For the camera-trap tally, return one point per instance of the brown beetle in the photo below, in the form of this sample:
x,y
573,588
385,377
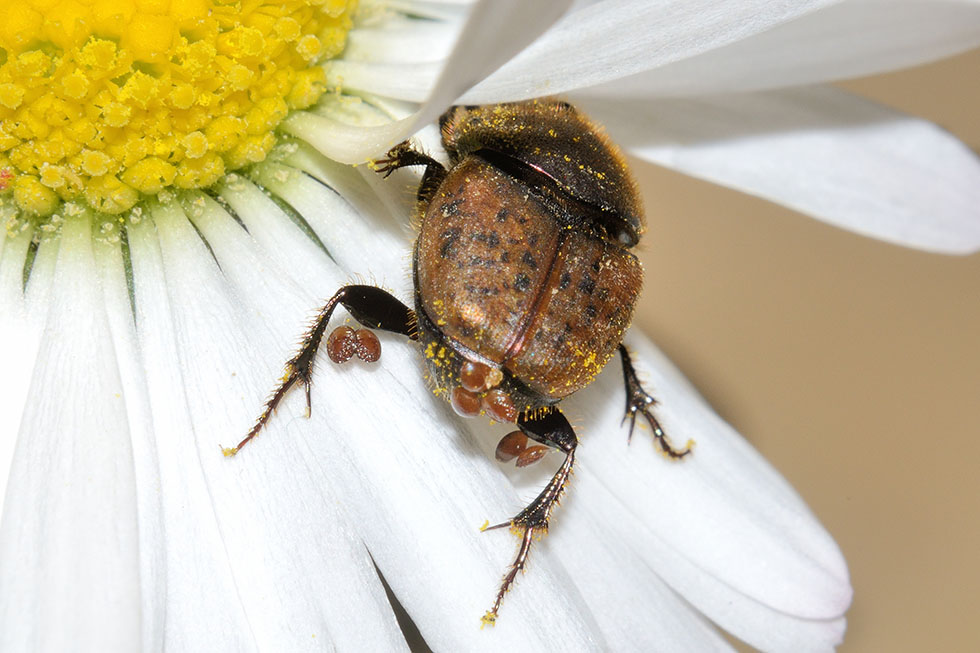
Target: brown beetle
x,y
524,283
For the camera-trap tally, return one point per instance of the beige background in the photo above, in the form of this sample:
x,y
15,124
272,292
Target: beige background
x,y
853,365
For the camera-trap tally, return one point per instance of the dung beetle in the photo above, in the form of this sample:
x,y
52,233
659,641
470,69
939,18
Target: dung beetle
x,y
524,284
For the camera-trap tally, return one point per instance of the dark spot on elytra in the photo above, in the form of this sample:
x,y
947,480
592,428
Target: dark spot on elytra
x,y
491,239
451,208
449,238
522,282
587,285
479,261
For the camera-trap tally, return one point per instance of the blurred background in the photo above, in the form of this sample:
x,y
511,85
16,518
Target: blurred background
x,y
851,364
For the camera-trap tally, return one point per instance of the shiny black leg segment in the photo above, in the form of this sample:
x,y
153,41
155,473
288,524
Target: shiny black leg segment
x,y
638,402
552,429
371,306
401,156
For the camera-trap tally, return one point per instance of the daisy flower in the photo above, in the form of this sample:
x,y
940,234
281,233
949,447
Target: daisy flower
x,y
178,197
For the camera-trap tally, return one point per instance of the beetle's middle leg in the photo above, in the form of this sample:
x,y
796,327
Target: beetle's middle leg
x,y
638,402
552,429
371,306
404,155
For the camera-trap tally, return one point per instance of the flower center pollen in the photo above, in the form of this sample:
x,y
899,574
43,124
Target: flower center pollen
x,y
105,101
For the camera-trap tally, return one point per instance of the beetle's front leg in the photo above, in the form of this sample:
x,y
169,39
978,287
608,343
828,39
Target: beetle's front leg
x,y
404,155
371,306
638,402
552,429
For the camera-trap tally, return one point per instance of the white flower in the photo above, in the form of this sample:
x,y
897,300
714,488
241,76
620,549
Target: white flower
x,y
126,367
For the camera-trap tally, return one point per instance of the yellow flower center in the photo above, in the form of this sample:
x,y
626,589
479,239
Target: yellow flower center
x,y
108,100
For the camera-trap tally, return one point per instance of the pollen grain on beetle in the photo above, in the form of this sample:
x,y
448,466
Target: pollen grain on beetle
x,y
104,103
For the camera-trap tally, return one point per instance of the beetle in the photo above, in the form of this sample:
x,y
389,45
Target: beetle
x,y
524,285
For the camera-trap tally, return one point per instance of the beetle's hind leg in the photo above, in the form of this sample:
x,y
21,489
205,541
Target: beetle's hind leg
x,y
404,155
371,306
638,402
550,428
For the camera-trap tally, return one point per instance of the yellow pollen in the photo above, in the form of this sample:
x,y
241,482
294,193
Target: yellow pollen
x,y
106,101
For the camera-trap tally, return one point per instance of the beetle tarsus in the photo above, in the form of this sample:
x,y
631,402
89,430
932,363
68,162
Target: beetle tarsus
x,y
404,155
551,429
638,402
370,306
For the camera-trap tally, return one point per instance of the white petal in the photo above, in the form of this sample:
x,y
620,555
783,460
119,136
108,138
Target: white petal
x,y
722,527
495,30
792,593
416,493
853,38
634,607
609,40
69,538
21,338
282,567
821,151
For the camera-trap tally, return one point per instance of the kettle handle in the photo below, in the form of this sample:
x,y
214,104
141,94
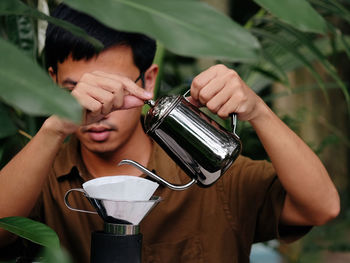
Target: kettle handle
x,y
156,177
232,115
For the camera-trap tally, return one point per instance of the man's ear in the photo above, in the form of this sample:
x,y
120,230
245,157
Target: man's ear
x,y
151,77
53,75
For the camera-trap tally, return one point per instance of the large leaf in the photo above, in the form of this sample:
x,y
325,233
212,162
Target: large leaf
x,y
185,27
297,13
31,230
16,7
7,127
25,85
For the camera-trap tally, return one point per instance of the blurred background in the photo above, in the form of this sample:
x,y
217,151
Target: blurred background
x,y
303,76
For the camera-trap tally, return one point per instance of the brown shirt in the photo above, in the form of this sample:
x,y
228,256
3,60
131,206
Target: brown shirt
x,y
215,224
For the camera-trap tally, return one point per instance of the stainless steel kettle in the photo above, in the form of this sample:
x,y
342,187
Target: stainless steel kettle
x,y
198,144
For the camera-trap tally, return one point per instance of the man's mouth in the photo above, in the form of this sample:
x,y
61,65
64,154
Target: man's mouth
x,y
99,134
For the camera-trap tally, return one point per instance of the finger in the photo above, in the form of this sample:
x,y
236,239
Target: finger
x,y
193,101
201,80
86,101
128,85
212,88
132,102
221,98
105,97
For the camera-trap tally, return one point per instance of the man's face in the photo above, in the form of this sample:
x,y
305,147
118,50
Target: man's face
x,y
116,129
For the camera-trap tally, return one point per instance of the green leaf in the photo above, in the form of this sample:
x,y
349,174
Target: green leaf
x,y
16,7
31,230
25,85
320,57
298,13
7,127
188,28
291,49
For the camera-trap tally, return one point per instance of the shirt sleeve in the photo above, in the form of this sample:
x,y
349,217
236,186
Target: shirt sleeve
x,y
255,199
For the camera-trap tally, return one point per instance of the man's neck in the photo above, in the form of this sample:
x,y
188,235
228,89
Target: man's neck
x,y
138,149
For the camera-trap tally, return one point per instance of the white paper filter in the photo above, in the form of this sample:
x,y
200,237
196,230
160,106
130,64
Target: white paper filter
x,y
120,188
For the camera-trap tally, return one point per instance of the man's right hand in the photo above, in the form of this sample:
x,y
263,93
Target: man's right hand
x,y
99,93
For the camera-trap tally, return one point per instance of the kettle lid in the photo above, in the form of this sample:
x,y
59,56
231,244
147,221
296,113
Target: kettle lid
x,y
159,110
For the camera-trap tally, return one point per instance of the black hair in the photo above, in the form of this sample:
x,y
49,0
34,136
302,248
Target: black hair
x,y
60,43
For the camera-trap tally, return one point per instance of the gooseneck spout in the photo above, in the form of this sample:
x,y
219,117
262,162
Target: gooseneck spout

---

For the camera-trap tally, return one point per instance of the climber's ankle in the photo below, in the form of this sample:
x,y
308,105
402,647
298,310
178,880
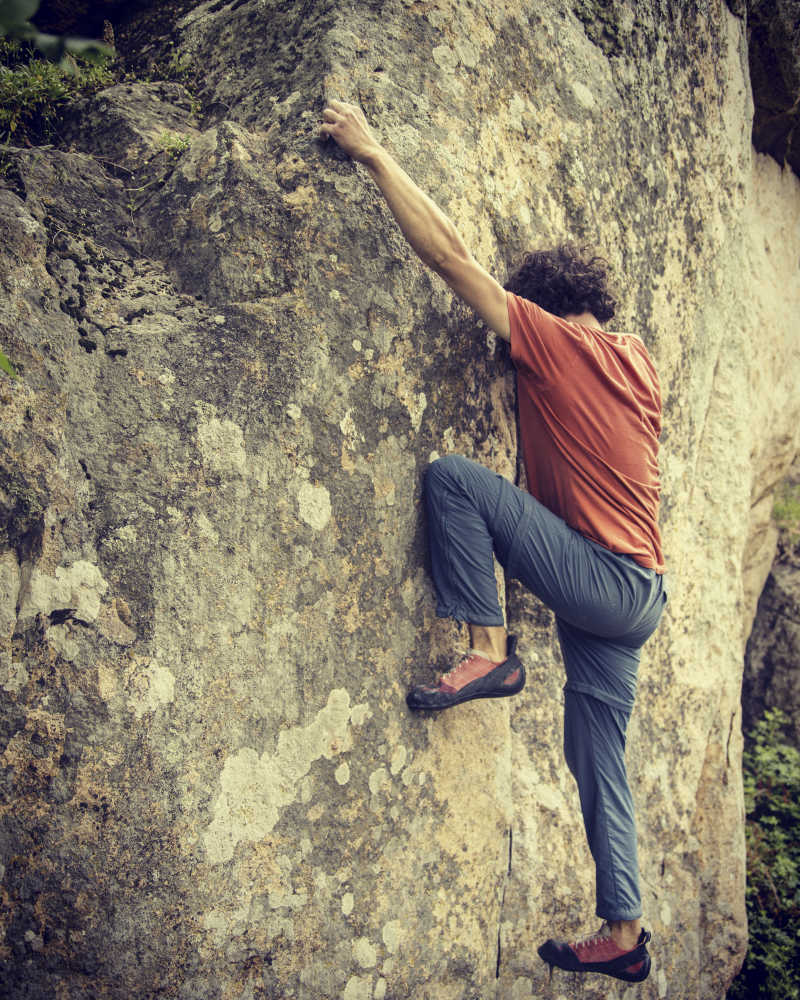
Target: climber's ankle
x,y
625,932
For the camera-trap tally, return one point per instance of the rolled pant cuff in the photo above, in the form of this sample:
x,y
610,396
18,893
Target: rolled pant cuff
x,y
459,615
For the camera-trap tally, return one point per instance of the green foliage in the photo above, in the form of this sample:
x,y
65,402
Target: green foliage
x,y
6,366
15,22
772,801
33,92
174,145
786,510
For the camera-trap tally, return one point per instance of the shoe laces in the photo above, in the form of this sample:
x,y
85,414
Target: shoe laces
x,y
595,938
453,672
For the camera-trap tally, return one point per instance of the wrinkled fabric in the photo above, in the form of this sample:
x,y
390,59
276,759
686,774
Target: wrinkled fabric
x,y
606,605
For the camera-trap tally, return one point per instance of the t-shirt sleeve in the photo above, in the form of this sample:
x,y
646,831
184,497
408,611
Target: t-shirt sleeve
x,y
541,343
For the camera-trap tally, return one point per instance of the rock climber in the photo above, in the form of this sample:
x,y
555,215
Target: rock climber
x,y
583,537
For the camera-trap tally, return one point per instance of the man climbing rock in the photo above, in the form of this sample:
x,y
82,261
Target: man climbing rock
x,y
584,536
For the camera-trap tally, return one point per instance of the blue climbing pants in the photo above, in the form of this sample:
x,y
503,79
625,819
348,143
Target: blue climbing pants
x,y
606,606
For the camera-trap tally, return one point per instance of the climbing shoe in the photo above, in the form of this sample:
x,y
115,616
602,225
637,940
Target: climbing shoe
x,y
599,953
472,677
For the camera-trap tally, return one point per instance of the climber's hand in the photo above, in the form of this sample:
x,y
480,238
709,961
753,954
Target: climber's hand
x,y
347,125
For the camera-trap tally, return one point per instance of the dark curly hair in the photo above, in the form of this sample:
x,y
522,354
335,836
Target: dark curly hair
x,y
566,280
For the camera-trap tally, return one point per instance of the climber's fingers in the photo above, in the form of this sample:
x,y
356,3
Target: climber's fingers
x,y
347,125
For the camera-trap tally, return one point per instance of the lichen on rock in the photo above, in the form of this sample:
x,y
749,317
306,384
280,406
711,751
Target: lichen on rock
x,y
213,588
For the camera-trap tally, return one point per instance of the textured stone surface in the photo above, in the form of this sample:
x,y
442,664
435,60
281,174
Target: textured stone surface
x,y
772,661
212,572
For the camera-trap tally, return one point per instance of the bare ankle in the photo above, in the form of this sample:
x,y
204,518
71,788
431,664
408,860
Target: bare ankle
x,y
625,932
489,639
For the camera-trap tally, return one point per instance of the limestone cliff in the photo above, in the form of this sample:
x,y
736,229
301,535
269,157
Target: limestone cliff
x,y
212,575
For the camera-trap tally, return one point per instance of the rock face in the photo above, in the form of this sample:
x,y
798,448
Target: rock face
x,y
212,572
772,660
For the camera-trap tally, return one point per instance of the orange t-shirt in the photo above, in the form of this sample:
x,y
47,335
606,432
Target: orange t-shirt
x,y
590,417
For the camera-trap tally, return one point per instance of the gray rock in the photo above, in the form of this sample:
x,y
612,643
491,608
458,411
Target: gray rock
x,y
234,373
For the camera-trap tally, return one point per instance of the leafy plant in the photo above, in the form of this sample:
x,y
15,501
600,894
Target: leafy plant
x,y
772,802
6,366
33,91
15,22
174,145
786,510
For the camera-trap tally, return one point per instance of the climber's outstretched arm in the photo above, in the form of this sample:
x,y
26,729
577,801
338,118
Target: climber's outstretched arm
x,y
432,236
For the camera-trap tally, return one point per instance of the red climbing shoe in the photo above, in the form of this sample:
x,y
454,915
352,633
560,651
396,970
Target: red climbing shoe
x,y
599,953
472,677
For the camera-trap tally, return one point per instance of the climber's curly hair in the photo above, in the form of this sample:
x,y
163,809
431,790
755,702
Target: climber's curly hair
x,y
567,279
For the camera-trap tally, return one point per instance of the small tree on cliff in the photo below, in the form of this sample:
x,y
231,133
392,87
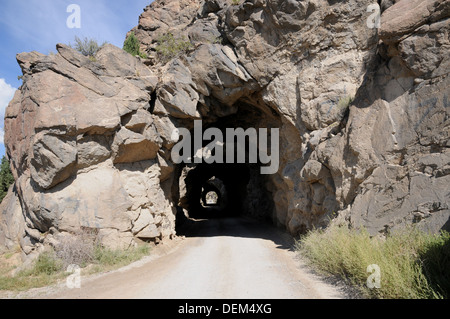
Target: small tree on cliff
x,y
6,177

The task
For every line above that has "gooseneck" in it, copy the line.

Written response
For the camera-trap tally, return one point per instance of the gooseneck spout in the photo above, in the form of this sample:
Target: gooseneck spout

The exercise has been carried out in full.